• **PROBLEM DETAILS**: Produce a faithful copy of the data, one that leaves out the pictures.

• **EXTRACTED ENTRIES**:
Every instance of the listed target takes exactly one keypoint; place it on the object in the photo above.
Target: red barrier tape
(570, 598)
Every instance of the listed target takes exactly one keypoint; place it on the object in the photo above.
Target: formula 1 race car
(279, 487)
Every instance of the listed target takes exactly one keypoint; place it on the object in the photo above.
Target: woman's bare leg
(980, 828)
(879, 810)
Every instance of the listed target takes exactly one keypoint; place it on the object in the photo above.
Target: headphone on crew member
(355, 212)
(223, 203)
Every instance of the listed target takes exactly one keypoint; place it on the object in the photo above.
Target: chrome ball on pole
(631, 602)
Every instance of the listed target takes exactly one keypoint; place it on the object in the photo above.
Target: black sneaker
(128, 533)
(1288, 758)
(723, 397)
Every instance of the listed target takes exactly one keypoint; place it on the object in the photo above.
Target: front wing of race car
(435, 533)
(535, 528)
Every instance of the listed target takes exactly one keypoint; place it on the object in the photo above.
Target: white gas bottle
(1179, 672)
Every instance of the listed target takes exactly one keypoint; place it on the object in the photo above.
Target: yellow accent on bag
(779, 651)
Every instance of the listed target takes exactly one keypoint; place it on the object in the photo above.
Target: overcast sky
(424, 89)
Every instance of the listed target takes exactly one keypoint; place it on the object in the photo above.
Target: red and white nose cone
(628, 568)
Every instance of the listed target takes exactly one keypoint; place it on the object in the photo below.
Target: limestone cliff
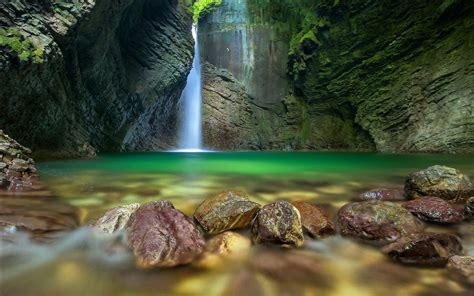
(96, 74)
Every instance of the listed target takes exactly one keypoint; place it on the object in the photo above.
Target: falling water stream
(190, 133)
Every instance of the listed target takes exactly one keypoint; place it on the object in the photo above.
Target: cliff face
(104, 75)
(394, 76)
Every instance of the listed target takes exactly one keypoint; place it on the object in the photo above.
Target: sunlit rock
(162, 236)
(440, 181)
(424, 249)
(278, 222)
(434, 209)
(115, 219)
(314, 220)
(377, 221)
(225, 211)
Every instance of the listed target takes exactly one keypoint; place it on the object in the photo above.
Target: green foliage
(202, 7)
(20, 46)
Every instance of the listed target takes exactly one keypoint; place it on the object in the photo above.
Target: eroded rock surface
(314, 220)
(278, 222)
(225, 211)
(441, 181)
(425, 249)
(162, 236)
(115, 219)
(376, 220)
(434, 209)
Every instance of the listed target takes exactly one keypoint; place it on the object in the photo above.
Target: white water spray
(190, 134)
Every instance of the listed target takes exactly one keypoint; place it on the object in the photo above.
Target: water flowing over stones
(278, 222)
(225, 211)
(425, 249)
(314, 220)
(115, 219)
(162, 236)
(434, 209)
(376, 220)
(441, 181)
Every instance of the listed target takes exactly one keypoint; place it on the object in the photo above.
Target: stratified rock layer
(278, 222)
(441, 181)
(376, 220)
(425, 249)
(226, 210)
(162, 236)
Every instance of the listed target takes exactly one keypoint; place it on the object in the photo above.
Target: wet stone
(382, 194)
(225, 211)
(280, 223)
(114, 219)
(441, 181)
(162, 236)
(314, 220)
(432, 249)
(377, 221)
(461, 268)
(434, 209)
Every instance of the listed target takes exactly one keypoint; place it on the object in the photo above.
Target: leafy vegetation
(20, 46)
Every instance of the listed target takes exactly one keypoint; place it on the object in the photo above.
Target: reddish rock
(424, 249)
(377, 221)
(278, 222)
(161, 236)
(441, 181)
(382, 194)
(226, 210)
(114, 219)
(434, 209)
(314, 220)
(461, 268)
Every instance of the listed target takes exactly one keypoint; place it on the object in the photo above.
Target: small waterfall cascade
(191, 125)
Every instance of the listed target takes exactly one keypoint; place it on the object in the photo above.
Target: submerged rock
(115, 219)
(278, 222)
(424, 249)
(314, 220)
(434, 209)
(225, 211)
(382, 194)
(461, 268)
(377, 220)
(162, 236)
(441, 181)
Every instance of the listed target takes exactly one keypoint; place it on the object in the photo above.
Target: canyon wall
(105, 75)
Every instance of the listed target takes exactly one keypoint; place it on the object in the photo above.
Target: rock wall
(100, 74)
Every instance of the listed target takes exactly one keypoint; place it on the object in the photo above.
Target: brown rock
(314, 220)
(461, 268)
(162, 236)
(227, 210)
(434, 209)
(115, 219)
(377, 220)
(382, 194)
(441, 181)
(278, 222)
(424, 249)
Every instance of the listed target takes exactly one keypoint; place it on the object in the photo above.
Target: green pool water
(333, 266)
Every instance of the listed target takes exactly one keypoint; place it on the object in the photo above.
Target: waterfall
(190, 133)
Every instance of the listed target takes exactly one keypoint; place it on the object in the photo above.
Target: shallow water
(78, 265)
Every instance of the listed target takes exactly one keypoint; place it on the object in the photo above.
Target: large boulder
(314, 220)
(225, 211)
(441, 181)
(115, 219)
(434, 209)
(377, 221)
(161, 236)
(424, 249)
(278, 222)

• **SOLUTION BELOW**:
Every instance of the listed target takes exactly one keypoint; place it on the object in the photo above.
Target: red barrier tape
(570, 598)
Every instance of the listed target takes exactly one keypoint; place it on the object in the photo above.
Target: formula 1 race car
(279, 487)
Every instance of the listed target takes exactly one keypoint; place it on the object in the photo above.
Target: woman's bare leg
(980, 828)
(879, 810)
Every instance of the listed target takes exactly one keypoint; place it on the object in the photo above.
Target: headphone on crew member
(355, 212)
(223, 203)
Every instance of the listed target takes exactly one keypoint; place it on the object in the photo above.
Target: chrome ball on pole
(631, 602)
Every instance of the listed target takes exactly one keypoint; place it on the object in the photo above.
Target: black sneaker
(128, 533)
(1288, 758)
(723, 397)
Every instance of the listed target takes exactly one keypoint; place it on the object in the photo above.
Target: front wing of race car
(435, 533)
(535, 528)
Every instance of the listed target takes exactly one keypoint; place it on the object in the photo above.
Target: white gas bottle
(1179, 672)
Every instance of the listed target takes exactly one keypoint; place it on the object in the photo above.
Target: yellow accent on bag
(779, 651)
Every instance of the listed target takes exactly one keypoint; place it on the object in the photo above.
Target: overcast sky
(424, 89)
Every instance of the listed target takes exactly one keypoint; place it on the object in the photo above.
Target: red and white nose cone
(628, 568)
Every instance of the listed target takes exactly one keypoint; place it on the object in the photo below.
Target: limestone cliff
(96, 74)
Every instance of the listed target takes exactly one keypoint; place it on the object in the photo above.
Target: falling water stream
(190, 133)
Every instance of the listed target takes exactly one keypoint; place it on the object in the photo above.
Target: cliff face
(104, 75)
(394, 76)
Every instance of the listed target takes exactly one keypoint; place it on the object in the photo above.
Target: sunlit rock
(162, 236)
(440, 181)
(424, 249)
(278, 222)
(434, 209)
(115, 219)
(314, 220)
(377, 221)
(225, 211)
Every instance of the listed target takes exactly one keypoint; place it on the object in the photo above.
Target: green foliage
(202, 7)
(20, 46)
Every instance of the listed target takes exactly one keypoint; place it on the object in the photo above.
Target: eroded rock surface
(314, 220)
(278, 222)
(225, 211)
(441, 181)
(425, 249)
(162, 236)
(115, 219)
(376, 220)
(434, 209)
Every instance of the listed target takes exactly one keypoint; place it on the object in the photo above.
Target: white water spray
(190, 134)
Every instance of the listed target takes exactly one keypoint; place it on the object in the photo above.
Target: water flowing over stones
(278, 222)
(225, 211)
(425, 249)
(314, 220)
(115, 219)
(162, 236)
(434, 209)
(376, 220)
(441, 181)
Every instance of the listed target takes exactly one keypoint; place it on the object in the photo above.
Target: stratified rock layer
(278, 222)
(441, 181)
(376, 220)
(425, 249)
(226, 210)
(162, 236)
Every instance of the listed target takes exactly one keypoint; place it on the object in the photo above.
Target: wet stone
(382, 194)
(225, 211)
(280, 223)
(114, 219)
(441, 181)
(162, 236)
(314, 220)
(432, 249)
(377, 221)
(461, 268)
(434, 209)
Every instance of the listed target takes exactly one keypoint; place it on the object in the photo above.
Target: leafy vegetation
(20, 46)
Every instance of the listed target takes exactly one keypoint; place it on the object in the photo above.
Target: reddish rock
(424, 249)
(377, 221)
(278, 222)
(161, 236)
(441, 181)
(382, 194)
(226, 210)
(114, 219)
(434, 209)
(314, 220)
(461, 268)
Every instance of the listed target takes exactly one keypoint; place it on the object in the photo above.
Target: small waterfall cascade
(191, 125)
Every instance of the listed target takes exactly one keypoint; place it on the object in the photo above.
Target: submerged rock
(115, 219)
(278, 222)
(424, 249)
(314, 220)
(434, 209)
(225, 211)
(382, 194)
(461, 268)
(377, 220)
(162, 236)
(441, 181)
Every instance of the listed target takes exactly one keypoint; place it on the object in the photo above.
Target: canyon wall
(105, 75)
Every instance of the listed target takes exactly one keypoint; place it on the object in the photo above.
Target: rock wall
(100, 74)
Every instance of the listed target takes exactly one keypoint; place it on the object in the photo above.
Target: brown rock
(314, 220)
(461, 268)
(162, 236)
(227, 210)
(434, 209)
(115, 219)
(377, 220)
(382, 194)
(441, 181)
(278, 222)
(424, 249)
Every instance of the listed target takes exactly one keypoint; place it on the object in the photo above.
Target: green pool water
(333, 266)
Every instance of the listed target takes exactly one keypoint; place it on the object in the photo above.
Target: waterfall
(190, 133)
Every instance of the listed target takes exactly one keypoint; place it on the object in the photo above.
Target: shallow water
(78, 265)
Every instance of the listed target takes exactly one keypoint; place it on the object in the photo above.
Target: large boulder
(314, 220)
(225, 211)
(441, 181)
(115, 219)
(434, 209)
(377, 221)
(161, 236)
(424, 249)
(278, 222)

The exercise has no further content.